Revise the items below by replacing every occurrence of "Target" with "Label", leaving all other text unchanged. Omit the pictures from your answer.

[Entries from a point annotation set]
◇ ◇ ◇

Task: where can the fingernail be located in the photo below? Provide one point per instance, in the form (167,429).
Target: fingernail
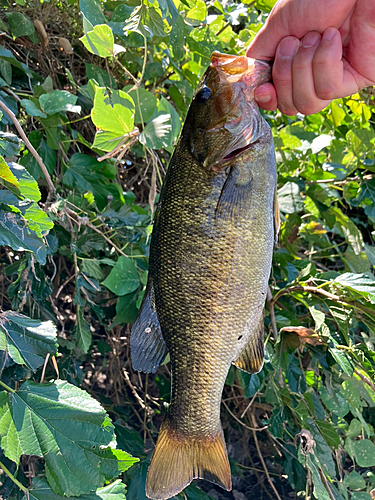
(288,47)
(310,39)
(329,34)
(263,98)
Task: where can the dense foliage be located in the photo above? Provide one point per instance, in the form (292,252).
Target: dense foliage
(100,90)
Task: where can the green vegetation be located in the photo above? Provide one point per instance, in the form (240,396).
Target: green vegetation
(101,103)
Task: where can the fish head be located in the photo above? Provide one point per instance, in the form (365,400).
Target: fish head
(223,118)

◇ ◇ ◇

* **Solution for this exercise**
Task: where can the fingernail be located in the photo below? Provide one point per instance, in the form (167,429).
Label: fingernail
(288,47)
(310,39)
(329,34)
(263,98)
Task: where can the dense foliage be located in the photo above? Provide one point per instance, in the form (292,252).
Label: dense foliage
(100,90)
Task: where can the green vegetation be located in the photo above? Provide one point per instance, in the form (240,396).
Label: green vegetation
(101,103)
Task: where can the fish head be located in the photo above? Provide one point per instance, in the form (365,400).
Label: fish head
(223,118)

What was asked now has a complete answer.